- Artikel:
----

Seit der Konflikt in Syrien eskaliert ist, machen die Grenzer häufig Probleme. Besonders für Ausländer wird der Grenzübertritt schwieriger. Syrische Aktivisten, die noch nicht auf den Listen der Zollbeamten stehen, werden häufig zum Bargeldkurier und nehmen die Spenden aus Deutschland in kleinen Beträgen mit über die Grenze – keinesfalls mehr als 1.000 Euro auf einmal, falls doch einer auffliegt oder die wirtschaftliche Not so groß ist, dass einer mit dem Geld durchbrennt.
Ein anderer Weg von „Adopt a Revolution“, das Geld von Deutschland nach Syrien zu bekommen, geht über wohlhabende Familien in Syrien. Diese funktionieren wie eine inoffizielle Bank, wenn die Verwandten in Europa das Geld für die Komitees entgegennehmen und andere Mitglieder es in Aleppo oder Damaskus wieder auszahlen.
Für immer mehr Familien der gehobenen Mittelschicht ist dieser Geldtransfer doppelt attraktiv, weil er einerseits die Opposition unterstützt und so andererseits Devisen ins Ausland gebracht werden können. Deshalb werden auch solche Transfers immer wieder staatlich verfolgt.

----

Punktannotationen zu Fotos

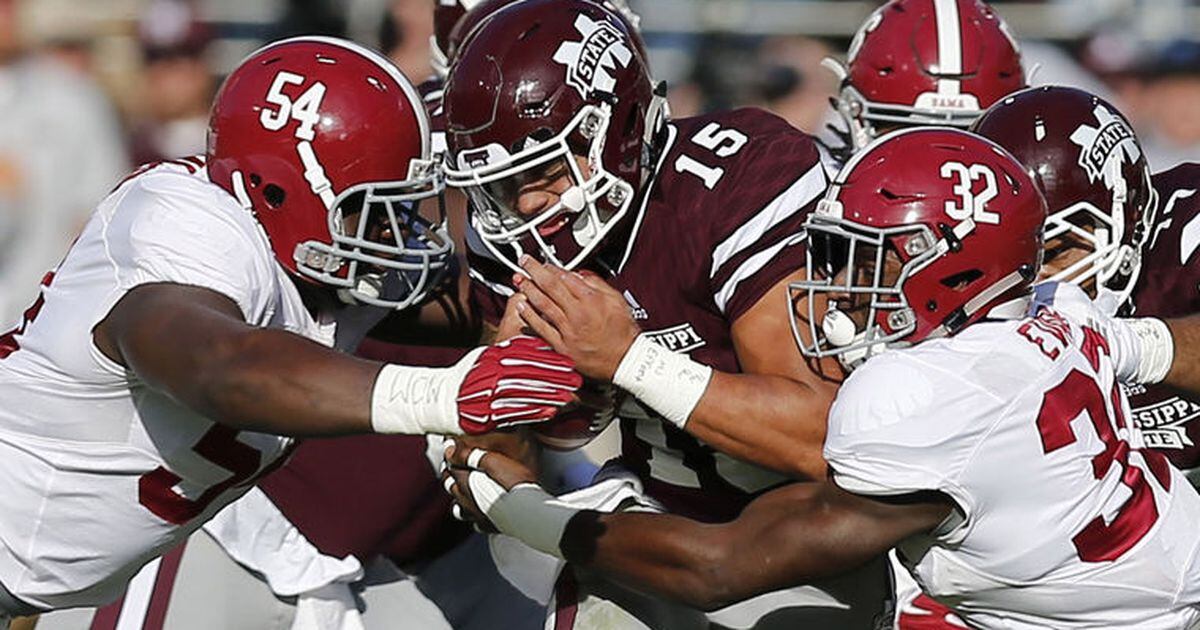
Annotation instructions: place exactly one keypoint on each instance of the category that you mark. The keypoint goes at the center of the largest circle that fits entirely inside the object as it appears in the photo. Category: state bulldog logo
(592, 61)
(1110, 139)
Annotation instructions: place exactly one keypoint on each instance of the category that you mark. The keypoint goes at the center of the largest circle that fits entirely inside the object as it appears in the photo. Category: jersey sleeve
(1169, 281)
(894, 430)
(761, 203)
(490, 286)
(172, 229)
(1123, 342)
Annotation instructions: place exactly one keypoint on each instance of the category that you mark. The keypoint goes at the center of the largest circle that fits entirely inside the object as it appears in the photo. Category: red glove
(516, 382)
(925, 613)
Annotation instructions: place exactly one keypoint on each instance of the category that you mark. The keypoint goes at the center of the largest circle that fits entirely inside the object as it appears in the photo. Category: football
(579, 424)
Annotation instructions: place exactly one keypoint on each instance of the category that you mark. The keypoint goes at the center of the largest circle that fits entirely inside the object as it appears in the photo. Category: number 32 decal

----

- Zu bearbeiten:
1: Nennen Sie alle Namen von Ländern, Städten und Erdteilen, die im Text über den Geldtransfer nach Syrien vorkommen.
2: Schreiben Sie aus dem Text über den Geldtransfer nach Syrien den Abschnitt von „Seit der Konflikt“ bis „Damaskus wieder auszahlen.“ wortgetreu ab.
3: Führen Sie den Text über den Geldtransfer nach Syrien im Anschluss an seinen letzten Satz weiter.
Das Material spielt hierfür keine Rolle.

- Lösungen:
1: Die Namen sind Syrien, Deutschland, Europa, Aleppo und Damaskus.

2:
Seit der Konflikt in Syrien eskaliert ist, machen die Grenzer häufig Probleme. Besonders für Ausländer wird der Grenzübertritt schwieriger. Syrische Aktivisten, die noch nicht auf den Listen der Zollbeamten stehen, werden häufig zum Bargeldkurier und nehmen die Spenden aus Deutschland in kleinen Beträgen mit über die Grenze – keinesfalls mehr als 1.000 Euro auf einmal, falls doch einer auffliegt oder die wirtschaftliche Not so groß ist, dass einer mit dem Geld durchbrennt.
Ein anderer Weg von „Adopt a Revolution“, das Geld von Deutschland nach Syrien zu bekommen, geht über wohlhabende Familien in Syrien. Diese funktionieren wie eine inoffizielle Bank, wenn die Verwandten in Europa das Geld für die Komitees entgegennehmen und andere Mitglieder es in Aleppo oder Damaskus wieder auszahlen.

3:
Belege gibt es immer
Perabo berichtet, dass es mitunter geraume Zeit dauert, bis es seine Adressaten erreicht. Die oppositionellen Netzwerke seien aber so gut organisiert, dass bislang alles Geld in Syrien angekommen sei, versichert er. „Wir bekommen aus Damaskus regelmäßig Belege, wie viel Geld eingetroffen ist. Von dort verteilen Aktivisten dann das Geld in die Städte und Dörfer“, so Perabo weiter. „Wir wollen auch sichergehen, was damit angestellt wird.“
Gruppen von Aktivisten, die in besonders umkämpften Regionen wohnen, erhielten das Geld nicht direkt ausgezahlt, um zu verhindern, dass in einer verzweifelten Situation nicht doch einmal Mittel veruntreut oder Waffen und Munition davon gekauft werden. Auch wenn es komplizierter ist, lassen Perabo und seine Unterstützer die benötigten Geräte – Smartphones und Laptops zum Beispiel – direkt in Damaskus oder sogar in der Türkei besorgen.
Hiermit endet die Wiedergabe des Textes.